A verbatim copy of the full data, with no pictures, is the expected answer.

Information shown section start

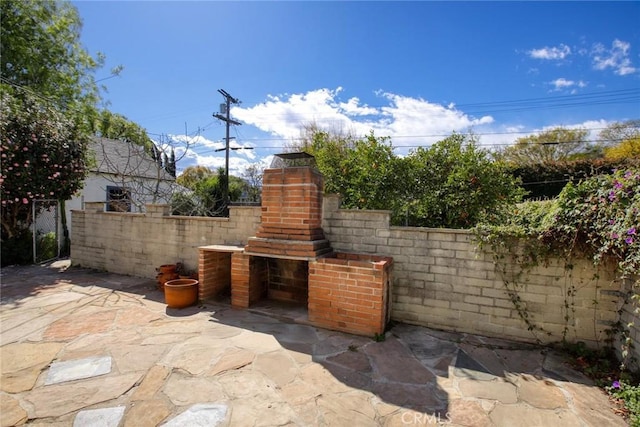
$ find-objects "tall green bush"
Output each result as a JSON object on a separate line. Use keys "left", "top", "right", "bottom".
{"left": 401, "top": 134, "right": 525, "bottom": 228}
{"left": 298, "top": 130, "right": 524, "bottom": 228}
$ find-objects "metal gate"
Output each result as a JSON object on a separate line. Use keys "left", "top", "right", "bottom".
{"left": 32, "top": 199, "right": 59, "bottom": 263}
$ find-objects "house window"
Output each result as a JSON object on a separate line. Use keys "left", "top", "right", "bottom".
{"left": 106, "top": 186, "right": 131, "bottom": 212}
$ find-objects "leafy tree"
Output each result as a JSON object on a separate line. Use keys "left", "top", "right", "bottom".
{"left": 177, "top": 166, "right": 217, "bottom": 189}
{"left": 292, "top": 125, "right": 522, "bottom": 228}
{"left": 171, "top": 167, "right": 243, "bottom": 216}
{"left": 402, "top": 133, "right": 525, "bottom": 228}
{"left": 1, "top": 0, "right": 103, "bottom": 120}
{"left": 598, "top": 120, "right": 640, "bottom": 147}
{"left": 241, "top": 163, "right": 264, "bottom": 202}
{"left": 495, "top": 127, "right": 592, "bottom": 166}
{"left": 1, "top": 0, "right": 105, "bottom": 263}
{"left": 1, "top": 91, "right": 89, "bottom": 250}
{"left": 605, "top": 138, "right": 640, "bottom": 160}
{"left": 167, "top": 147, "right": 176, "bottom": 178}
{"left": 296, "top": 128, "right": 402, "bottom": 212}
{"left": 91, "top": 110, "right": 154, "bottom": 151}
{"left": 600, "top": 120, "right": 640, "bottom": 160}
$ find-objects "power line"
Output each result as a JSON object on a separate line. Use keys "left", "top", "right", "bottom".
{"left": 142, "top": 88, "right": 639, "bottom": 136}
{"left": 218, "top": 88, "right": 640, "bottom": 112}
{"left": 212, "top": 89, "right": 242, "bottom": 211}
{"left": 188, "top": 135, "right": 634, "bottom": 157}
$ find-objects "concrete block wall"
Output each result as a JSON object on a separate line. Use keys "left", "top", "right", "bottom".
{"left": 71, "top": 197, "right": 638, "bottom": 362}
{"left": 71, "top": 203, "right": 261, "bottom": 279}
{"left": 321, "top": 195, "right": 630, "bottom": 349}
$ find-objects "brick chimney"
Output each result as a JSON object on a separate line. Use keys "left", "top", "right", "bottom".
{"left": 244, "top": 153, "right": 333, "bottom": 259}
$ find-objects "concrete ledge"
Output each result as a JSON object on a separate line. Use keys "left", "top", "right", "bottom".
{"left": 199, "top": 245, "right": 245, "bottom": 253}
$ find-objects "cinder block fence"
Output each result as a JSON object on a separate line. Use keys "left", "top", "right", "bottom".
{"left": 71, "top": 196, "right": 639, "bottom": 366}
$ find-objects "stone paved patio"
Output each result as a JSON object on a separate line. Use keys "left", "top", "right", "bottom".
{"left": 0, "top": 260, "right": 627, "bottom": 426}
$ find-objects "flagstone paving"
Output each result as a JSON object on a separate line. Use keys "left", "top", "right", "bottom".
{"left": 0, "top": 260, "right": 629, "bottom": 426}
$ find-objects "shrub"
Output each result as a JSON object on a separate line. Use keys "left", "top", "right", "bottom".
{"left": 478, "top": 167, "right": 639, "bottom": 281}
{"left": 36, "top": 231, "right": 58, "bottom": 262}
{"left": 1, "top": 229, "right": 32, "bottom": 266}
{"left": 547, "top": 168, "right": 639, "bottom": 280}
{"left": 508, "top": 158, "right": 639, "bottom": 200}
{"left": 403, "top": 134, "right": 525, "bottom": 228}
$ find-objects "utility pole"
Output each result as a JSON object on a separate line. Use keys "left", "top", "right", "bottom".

Information shown section end

» **Output for this exercise**
$ find-objects "tall green bush"
Output each result as a JSON object on a separate line. Use keys "left", "top", "right", "bottom".
{"left": 401, "top": 134, "right": 525, "bottom": 228}
{"left": 298, "top": 130, "right": 524, "bottom": 228}
$ find-objects "metal gate"
Output each result as a JSON object on a separate line. Use keys "left", "top", "right", "bottom".
{"left": 32, "top": 199, "right": 59, "bottom": 263}
$ find-objects "house window"
Output each result as a JSON object on a separate line. Use keys "left", "top", "right", "bottom".
{"left": 106, "top": 186, "right": 131, "bottom": 212}
$ find-objects "leafy tree"
Output each result as a JSON object on a separate line. Use keys "left", "top", "right", "bottom".
{"left": 177, "top": 166, "right": 217, "bottom": 189}
{"left": 292, "top": 125, "right": 522, "bottom": 228}
{"left": 171, "top": 167, "right": 243, "bottom": 216}
{"left": 402, "top": 133, "right": 525, "bottom": 228}
{"left": 1, "top": 0, "right": 103, "bottom": 120}
{"left": 598, "top": 120, "right": 640, "bottom": 147}
{"left": 241, "top": 163, "right": 264, "bottom": 202}
{"left": 495, "top": 127, "right": 592, "bottom": 166}
{"left": 1, "top": 0, "right": 105, "bottom": 263}
{"left": 1, "top": 91, "right": 89, "bottom": 250}
{"left": 605, "top": 138, "right": 640, "bottom": 160}
{"left": 167, "top": 147, "right": 176, "bottom": 178}
{"left": 296, "top": 128, "right": 402, "bottom": 212}
{"left": 91, "top": 110, "right": 154, "bottom": 151}
{"left": 600, "top": 120, "right": 640, "bottom": 160}
$ find-objects "power line"
Output each result as a JSON object on a separate line. Use keys "left", "top", "right", "bottom".
{"left": 142, "top": 88, "right": 639, "bottom": 136}
{"left": 218, "top": 88, "right": 640, "bottom": 112}
{"left": 212, "top": 89, "right": 242, "bottom": 211}
{"left": 188, "top": 135, "right": 634, "bottom": 157}
$ find-objects "concrete block wall"
Output each result as a JSON object on a separate line. Use keys "left", "top", "right", "bottom".
{"left": 71, "top": 197, "right": 638, "bottom": 362}
{"left": 71, "top": 203, "right": 261, "bottom": 279}
{"left": 321, "top": 195, "right": 630, "bottom": 349}
$ find-objects "brick chimney"
Output each result as a JSON object on a separate line. Use keys "left", "top", "right", "bottom".
{"left": 244, "top": 153, "right": 333, "bottom": 259}
$ find-objects "concrete ledge"
Output each result as a JSON object on a separate line. Use keys "left", "top", "right", "bottom".
{"left": 199, "top": 245, "right": 245, "bottom": 253}
$ find-objects "cinder block fence"
Output each result as a JSON object on a separate line. Use keys "left", "top", "right", "bottom".
{"left": 71, "top": 196, "right": 639, "bottom": 366}
$ find-objects "stone paved patio"
Output each result as a JSON object on a separate line. Use keys "left", "top", "right", "bottom".
{"left": 0, "top": 260, "right": 627, "bottom": 426}
$ find-objects "flagstone paving"
Output each result as a JSON object on a separate line. Use keys "left", "top", "right", "bottom".
{"left": 0, "top": 260, "right": 629, "bottom": 426}
$ find-objects "shrub"
Output each result as a JSON object on a separate line. Use keys "left", "top", "right", "bottom".
{"left": 478, "top": 167, "right": 639, "bottom": 281}
{"left": 36, "top": 231, "right": 58, "bottom": 262}
{"left": 1, "top": 229, "right": 32, "bottom": 266}
{"left": 547, "top": 168, "right": 639, "bottom": 280}
{"left": 508, "top": 158, "right": 639, "bottom": 200}
{"left": 403, "top": 134, "right": 525, "bottom": 228}
$ find-objects "utility pole"
Output each result as a JSON object on a separate line. Use keys "left", "top", "right", "bottom".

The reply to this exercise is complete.